Records from a collection:
######

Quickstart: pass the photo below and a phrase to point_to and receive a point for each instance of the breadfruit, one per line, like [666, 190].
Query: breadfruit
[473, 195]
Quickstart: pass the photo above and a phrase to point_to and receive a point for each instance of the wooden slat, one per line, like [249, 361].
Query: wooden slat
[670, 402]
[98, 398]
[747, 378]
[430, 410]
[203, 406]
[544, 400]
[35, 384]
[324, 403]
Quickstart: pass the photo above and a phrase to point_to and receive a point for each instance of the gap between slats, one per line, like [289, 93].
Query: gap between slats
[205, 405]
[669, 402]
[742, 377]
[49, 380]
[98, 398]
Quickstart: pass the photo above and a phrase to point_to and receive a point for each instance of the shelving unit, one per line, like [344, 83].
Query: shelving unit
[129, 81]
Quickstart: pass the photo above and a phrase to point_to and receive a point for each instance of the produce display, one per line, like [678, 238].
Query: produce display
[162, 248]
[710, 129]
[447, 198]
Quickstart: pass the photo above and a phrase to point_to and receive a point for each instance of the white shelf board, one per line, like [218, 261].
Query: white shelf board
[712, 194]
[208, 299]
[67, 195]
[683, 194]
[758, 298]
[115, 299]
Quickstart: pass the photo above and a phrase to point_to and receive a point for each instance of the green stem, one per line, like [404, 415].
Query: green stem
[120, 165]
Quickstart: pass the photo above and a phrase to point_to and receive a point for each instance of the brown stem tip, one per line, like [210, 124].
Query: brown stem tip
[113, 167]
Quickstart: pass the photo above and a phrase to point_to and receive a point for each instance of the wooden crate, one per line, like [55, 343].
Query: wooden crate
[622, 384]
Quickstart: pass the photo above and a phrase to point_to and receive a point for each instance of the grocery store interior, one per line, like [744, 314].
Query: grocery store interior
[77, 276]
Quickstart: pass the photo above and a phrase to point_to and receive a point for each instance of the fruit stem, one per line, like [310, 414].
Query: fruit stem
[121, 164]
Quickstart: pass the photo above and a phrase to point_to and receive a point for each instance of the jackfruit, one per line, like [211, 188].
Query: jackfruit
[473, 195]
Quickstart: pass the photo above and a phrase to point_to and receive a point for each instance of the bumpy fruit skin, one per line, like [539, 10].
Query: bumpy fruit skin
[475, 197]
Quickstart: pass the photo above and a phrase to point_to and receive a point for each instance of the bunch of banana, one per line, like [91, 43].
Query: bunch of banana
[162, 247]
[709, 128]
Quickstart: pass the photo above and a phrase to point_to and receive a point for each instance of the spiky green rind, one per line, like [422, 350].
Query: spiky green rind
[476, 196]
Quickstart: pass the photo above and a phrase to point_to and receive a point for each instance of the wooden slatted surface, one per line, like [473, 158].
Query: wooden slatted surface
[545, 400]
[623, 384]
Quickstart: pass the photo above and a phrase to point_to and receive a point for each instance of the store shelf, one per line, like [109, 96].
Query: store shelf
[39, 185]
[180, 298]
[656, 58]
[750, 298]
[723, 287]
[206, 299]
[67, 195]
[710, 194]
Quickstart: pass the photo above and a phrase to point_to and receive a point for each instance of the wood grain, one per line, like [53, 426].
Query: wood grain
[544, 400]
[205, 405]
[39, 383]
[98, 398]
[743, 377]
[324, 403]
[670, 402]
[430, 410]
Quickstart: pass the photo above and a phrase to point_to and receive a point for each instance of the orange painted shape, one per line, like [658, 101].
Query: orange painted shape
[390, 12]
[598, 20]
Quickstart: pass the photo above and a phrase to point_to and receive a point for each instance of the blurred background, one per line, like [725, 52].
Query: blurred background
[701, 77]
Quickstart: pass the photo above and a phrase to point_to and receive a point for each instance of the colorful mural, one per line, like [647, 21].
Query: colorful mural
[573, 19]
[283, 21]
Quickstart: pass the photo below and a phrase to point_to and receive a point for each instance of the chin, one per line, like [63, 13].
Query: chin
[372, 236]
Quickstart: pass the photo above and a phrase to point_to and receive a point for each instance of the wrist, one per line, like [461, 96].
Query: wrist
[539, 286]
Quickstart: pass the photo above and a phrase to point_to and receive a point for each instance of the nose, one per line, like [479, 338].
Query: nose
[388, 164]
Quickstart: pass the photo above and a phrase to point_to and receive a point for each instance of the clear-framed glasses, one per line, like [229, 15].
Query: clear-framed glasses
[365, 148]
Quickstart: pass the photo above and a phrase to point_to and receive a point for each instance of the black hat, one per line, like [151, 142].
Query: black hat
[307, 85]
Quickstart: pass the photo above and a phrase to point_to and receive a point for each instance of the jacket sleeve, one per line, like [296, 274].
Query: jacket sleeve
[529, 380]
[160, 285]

######

From the first line of the records above down to the line containing "like [249, 361].", repeat each line exactly as written. Include both of those lines and add nothing.

_EXERCISE ANSWER_.
Quickstart: pass the photo below and a phrase to point_to and receive a point for each instance of the breadfruit, one per line, like [666, 190].
Query: breadfruit
[473, 195]
Quickstart: pass the photo above and a phrase to point_to and receive a point for each instance of the wooden slat, one per line, like [249, 361].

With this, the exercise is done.